[Exercise details]
Set the pictures aside and return each record below precisely as written.

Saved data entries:
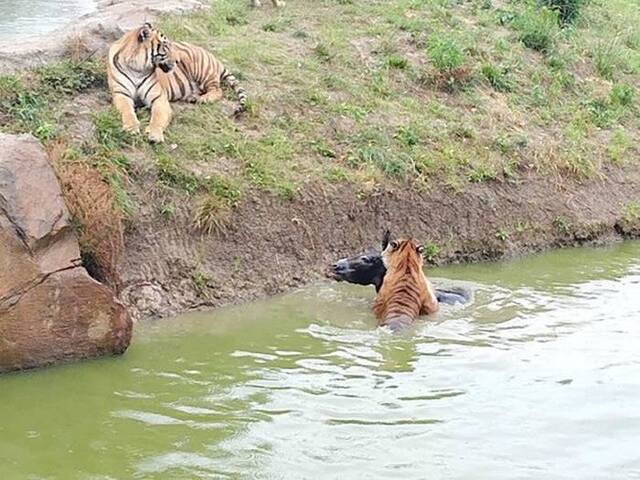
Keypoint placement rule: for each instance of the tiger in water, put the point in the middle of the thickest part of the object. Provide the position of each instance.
(406, 292)
(146, 69)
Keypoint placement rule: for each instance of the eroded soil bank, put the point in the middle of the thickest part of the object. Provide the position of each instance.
(273, 245)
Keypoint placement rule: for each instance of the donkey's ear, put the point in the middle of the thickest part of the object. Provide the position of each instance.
(144, 32)
(386, 238)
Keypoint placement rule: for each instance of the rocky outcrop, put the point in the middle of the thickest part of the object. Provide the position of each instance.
(94, 32)
(50, 308)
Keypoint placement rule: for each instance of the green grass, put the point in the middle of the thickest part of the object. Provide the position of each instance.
(537, 28)
(410, 93)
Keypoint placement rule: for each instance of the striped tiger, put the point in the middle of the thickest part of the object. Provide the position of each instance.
(146, 69)
(406, 292)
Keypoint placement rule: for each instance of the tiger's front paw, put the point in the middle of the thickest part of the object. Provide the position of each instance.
(155, 136)
(133, 128)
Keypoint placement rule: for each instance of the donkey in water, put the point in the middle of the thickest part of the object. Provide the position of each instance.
(406, 293)
(368, 269)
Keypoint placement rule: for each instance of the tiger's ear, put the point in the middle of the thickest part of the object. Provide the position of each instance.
(386, 238)
(144, 32)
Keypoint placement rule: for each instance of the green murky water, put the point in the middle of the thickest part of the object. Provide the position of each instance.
(20, 19)
(538, 378)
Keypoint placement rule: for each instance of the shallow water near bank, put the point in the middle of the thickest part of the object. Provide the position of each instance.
(23, 19)
(538, 378)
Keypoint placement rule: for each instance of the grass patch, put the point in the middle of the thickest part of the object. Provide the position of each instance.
(537, 28)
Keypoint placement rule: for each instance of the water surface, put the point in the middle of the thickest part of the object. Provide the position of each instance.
(23, 19)
(538, 379)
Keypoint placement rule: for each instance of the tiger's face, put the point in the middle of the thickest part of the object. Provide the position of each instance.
(398, 251)
(158, 46)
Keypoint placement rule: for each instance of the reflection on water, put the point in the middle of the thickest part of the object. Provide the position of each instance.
(538, 378)
(21, 19)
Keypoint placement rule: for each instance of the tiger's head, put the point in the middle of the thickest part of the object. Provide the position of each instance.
(157, 48)
(401, 253)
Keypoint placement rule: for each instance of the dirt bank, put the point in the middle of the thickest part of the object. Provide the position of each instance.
(274, 245)
(447, 123)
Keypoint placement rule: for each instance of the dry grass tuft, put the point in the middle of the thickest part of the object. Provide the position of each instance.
(212, 215)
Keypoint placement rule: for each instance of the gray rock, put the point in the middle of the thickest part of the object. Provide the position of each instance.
(50, 308)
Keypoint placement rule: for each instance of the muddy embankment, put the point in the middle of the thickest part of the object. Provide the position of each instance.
(274, 245)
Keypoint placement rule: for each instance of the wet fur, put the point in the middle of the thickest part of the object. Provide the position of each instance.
(405, 293)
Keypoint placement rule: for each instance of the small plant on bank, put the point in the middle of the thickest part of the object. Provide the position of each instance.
(498, 77)
(629, 223)
(200, 280)
(568, 10)
(621, 95)
(537, 28)
(430, 252)
(631, 212)
(448, 58)
(397, 61)
(502, 235)
(211, 214)
(69, 77)
(562, 225)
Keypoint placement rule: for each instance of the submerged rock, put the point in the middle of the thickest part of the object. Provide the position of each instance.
(50, 308)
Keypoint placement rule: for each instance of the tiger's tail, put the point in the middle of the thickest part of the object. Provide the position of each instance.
(228, 78)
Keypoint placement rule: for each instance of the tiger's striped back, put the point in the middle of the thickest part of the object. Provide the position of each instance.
(144, 65)
(405, 291)
(196, 73)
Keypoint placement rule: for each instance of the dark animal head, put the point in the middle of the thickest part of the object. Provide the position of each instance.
(363, 269)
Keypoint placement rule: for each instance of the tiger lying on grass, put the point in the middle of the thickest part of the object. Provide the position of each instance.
(405, 293)
(146, 69)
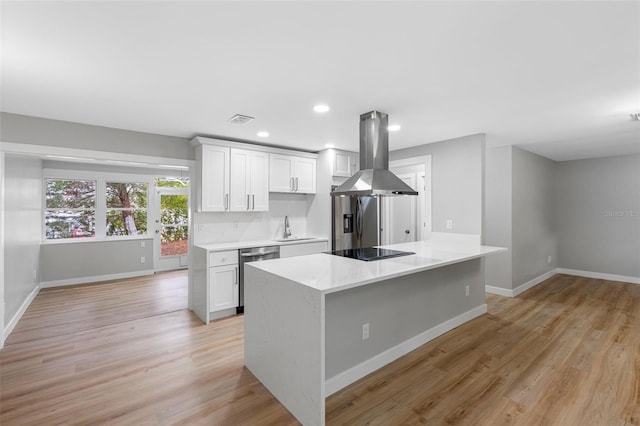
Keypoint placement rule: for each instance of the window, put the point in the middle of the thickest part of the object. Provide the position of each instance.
(126, 208)
(70, 208)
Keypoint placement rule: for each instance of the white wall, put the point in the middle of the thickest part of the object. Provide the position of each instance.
(23, 228)
(520, 214)
(224, 227)
(2, 307)
(457, 170)
(498, 215)
(599, 215)
(40, 131)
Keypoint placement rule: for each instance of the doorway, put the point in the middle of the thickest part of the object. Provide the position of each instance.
(171, 233)
(408, 219)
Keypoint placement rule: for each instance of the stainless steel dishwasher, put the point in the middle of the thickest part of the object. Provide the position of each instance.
(252, 255)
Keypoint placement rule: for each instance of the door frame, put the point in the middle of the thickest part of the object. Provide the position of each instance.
(169, 263)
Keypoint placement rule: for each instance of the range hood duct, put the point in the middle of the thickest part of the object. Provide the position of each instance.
(374, 177)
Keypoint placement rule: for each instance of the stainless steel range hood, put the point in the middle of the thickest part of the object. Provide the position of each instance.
(374, 177)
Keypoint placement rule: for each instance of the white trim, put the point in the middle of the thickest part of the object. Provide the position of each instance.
(95, 278)
(599, 275)
(357, 372)
(498, 290)
(534, 282)
(14, 321)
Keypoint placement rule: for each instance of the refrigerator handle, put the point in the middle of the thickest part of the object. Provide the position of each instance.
(358, 218)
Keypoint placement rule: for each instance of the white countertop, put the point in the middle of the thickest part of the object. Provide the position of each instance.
(256, 243)
(328, 273)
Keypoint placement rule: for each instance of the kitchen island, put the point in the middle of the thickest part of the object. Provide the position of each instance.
(315, 324)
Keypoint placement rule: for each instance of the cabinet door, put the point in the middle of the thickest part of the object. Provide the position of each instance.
(280, 173)
(344, 163)
(223, 287)
(239, 181)
(305, 175)
(259, 184)
(215, 179)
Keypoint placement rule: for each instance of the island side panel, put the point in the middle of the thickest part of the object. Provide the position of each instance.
(200, 284)
(284, 342)
(403, 313)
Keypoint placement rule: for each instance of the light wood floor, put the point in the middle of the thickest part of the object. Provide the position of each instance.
(566, 352)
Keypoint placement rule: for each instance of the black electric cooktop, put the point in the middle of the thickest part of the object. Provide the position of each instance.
(370, 253)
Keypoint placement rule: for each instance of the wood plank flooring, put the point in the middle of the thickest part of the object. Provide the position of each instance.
(566, 352)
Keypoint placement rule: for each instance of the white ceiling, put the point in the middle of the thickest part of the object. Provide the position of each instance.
(558, 78)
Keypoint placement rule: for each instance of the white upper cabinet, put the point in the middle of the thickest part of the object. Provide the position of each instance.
(344, 163)
(233, 179)
(289, 173)
(213, 168)
(249, 190)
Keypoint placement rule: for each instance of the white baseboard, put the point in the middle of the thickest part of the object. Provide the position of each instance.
(14, 321)
(599, 276)
(357, 372)
(96, 278)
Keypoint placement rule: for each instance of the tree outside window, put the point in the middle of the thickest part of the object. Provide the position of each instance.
(70, 208)
(126, 208)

[Task result]
Keypoint placement rule: for each instance of the tiger in water, put the point in the middle of the thickest part of the object. Provide the position of each instance.
(406, 292)
(146, 69)
Keypoint placement rule: for each instance of the eroded soil bank, put the point in the middle of the thickest part of the object. Provide the position of each instance.
(273, 245)
Keypoint placement rule: for each instance of the donkey's ear, put the point in the middle of the thickest part of the object. Provide the position of each instance.
(144, 32)
(386, 238)
Keypoint placement rule: for each instance of the rocky outcrop, put the point in the middle of the thickest part of the object. Provide the position of each instance.
(94, 32)
(50, 308)
Keypoint placement rule: for each instance of the green grass, put the point in the middle of the thickest part of the object. Provide the position of each instance.
(537, 28)
(410, 93)
Keypoint placement rule: for each instance of the striped tiger, put the point in the middle of the thickest part of the object. Provide the position of each instance.
(146, 69)
(406, 292)
Keypoint placement rule: for each instance of the tiger's front paw, put the point in the middle of the thickest part of the object. Provide the position of each instance.
(155, 136)
(133, 128)
Keypoint placement rule: for each instance of the donkey in water, put the point in the middle of the thickest part of the object. Provide the position of each instance.
(406, 293)
(368, 269)
Keypoint placement rule: for each instance of the tiger's ear, put the point in the middle of the thickest part of the object. Provide the position of each instance.
(386, 238)
(144, 32)
Keypoint placement rule: for each instance of the green murky water, put the point in the middle of the thickest part of the object. Provide the position of each instance.
(20, 19)
(538, 378)
Keypoint placement rule: for each instance of the shallow water near bank, put the point in the middle of the thickest part of the object. Provide the position of each instance.
(23, 19)
(538, 378)
Keypoint placement rule: for each instance of the grass patch, put the point in the middle of the thickest part of the object. Provide the position of each instance.
(537, 28)
Keypoint placement rule: for each instance of the water surface, put the point in the middle of the thickest part of the object. Provide the position of each instance.
(23, 19)
(538, 379)
Keypoint placement rule: for each instance of the tiger's face, put the point in the middle of the thickest part of the object. Provide the position of each instance.
(398, 251)
(158, 46)
Keypoint placement rule: for each instance of the reflection on water, put the point in the middle of the thickest part of the object. Provide the position of each instance.
(538, 378)
(21, 19)
Keypoint placement rule: for each instance of the tiger's head, put the point in the middle of the thickest part of the object. Provide the position of each instance.
(157, 48)
(401, 253)
Keypoint placement rule: for each instance of the dirt bank, put the point in the middle of the thickest part of the object. Provide the position of each instance.
(274, 245)
(447, 123)
Keypoint placement rule: for each instance of the dry grass tuft, put the point in the middle of the thickest part of the object. Provide the position of each instance.
(212, 215)
Keypoint placement rule: for each instance of the gray rock, put the point in the middle of the thickest part of the object. Provide the position of each instance.
(50, 308)
Keypoint placement rule: for each instance of the muddy embankment, put the point in the middle of the thickest part of the object. Provide the position of each instance.
(274, 245)
Keypoint placement rule: for each instance of the wet fur, put the point in the middle of the thickest part of the object. Provide the position of each instance.
(405, 293)
Keypoint placement rule: for each instance of the small plant on bank, put the point in the middle of the thickest part of the object. Provide the position of each instance.
(498, 77)
(629, 223)
(200, 280)
(568, 10)
(621, 95)
(537, 28)
(430, 252)
(631, 212)
(448, 58)
(397, 61)
(502, 235)
(211, 214)
(69, 77)
(562, 225)
Keypoint placement rule: for each instance of the submerged rock, put the point in the middle of the thickest part of the object. Provide the position of each instance.
(50, 308)
Keypoint placement rule: for each instance of the tiger's tail, put the point in the middle of the thickest part of the object. Provide the position of each instance.
(228, 78)
Keypoint placement rule: for each instance of the tiger's striped back, put the point in the middle of the thickest part of the object. Provide the position of each instance.
(144, 65)
(405, 291)
(196, 73)
Keypoint placement rule: for each instance of the dark animal head, put the point in the middle of the thickest part of the object. Provide the position of each instance.
(363, 269)
Keypoint placement rule: for each instance of the tiger lying on grass, put the point in the middle of the thickest part of the object. Provide the position of each instance.
(405, 293)
(146, 69)
Keypoint placement rule: for each instance of the window, put the point in the middle of the thickest part of the object. Provide the position of each instance.
(126, 208)
(70, 208)
Keypoint placement rule: for each instance of the white wall, put the point in the middle of the thickest part of the object. Provide the position of each instance.
(23, 228)
(520, 214)
(224, 227)
(2, 307)
(457, 170)
(498, 215)
(599, 215)
(40, 131)
Keypoint placement rule: for each instance of the doorway, put the point in the middle of the thickest part of the object. Provide the position of each instance.
(171, 233)
(408, 219)
Keypoint placement rule: for each instance of the stainless steel dishwasher, put the point in the middle of the thickest part of the object. Provide the position of each instance.
(252, 255)
Keypoint placement rule: for each instance of the door frame, put the point in the middle of the thickest part of the object. Provide the position of each instance.
(169, 263)
Keypoint placement rule: for each instance of the range hood duct, put the point in the middle of the thickest part of the object. Provide the position of each instance.
(374, 177)
Keypoint placement rule: for each instance of the stainless steel range hood, put the point in the middle of the thickest part of the object. Provide the position of each instance.
(374, 177)
Keypoint placement rule: for each instance of the white trim, put the point in the middle of the thickest part of the object. Provide the position of each instance.
(95, 278)
(599, 275)
(357, 372)
(498, 290)
(534, 282)
(14, 321)
Keypoint placement rule: for each instance of the refrigerator handle, put the point in the middle of the thickest part of the object. Provide the position of each instance.
(358, 218)
Keypoint placement rule: for each instance of the white countertop, put the point in the middle of the thickest part of the object. Provide the position of each instance.
(256, 243)
(328, 273)
Keypoint placement rule: for each instance of the kitchen island, put the point in the middle of the thickest part of the object. Provide the position of each instance.
(315, 324)
Keypoint placement rule: for each instance of the cabinet door, put the point in the middle of the thickest part of the object. Provide the position of each instance.
(280, 173)
(344, 163)
(223, 287)
(239, 181)
(305, 175)
(259, 184)
(215, 179)
Keypoint placement rule: for each instance of the island side panel, put the point in the middle of the thickest part of the object. Provide the position of each instance.
(200, 284)
(284, 342)
(403, 313)
Keypoint placement rule: for each instance of the light wood floor, put the point in the middle of the thickest part of the object. Provide the position of each instance.
(566, 352)
Keypoint placement rule: for each instance of the black electric cooktop, put the point in the middle of the thickest part of the object. Provide the position of each instance.
(370, 253)
Keypoint placement rule: for each instance of the wood plank flooring, put the point in the middle of the thickest part of the object. Provide the position of each instance.
(566, 352)
Keypoint placement rule: for each instance of the white ceiling, put the point in the middle of the thickest part of the object. Provide the position of each instance.
(558, 78)
Keypoint placement rule: for each instance of the white upper cabinet, put the point in the middle of the thickest part of the object. Provide the position of each instance.
(344, 163)
(233, 179)
(289, 173)
(213, 168)
(249, 190)
Keypoint placement rule: for each instance of the white baseboard, put the point in the middle of the thickest part of the object. Provide the position of each instance.
(14, 321)
(599, 276)
(357, 372)
(96, 278)
Keypoint placement rule: for each instance of the tree outside window, put the point in the middle of the thickest part of the object. Provide the position of each instance.
(70, 208)
(126, 208)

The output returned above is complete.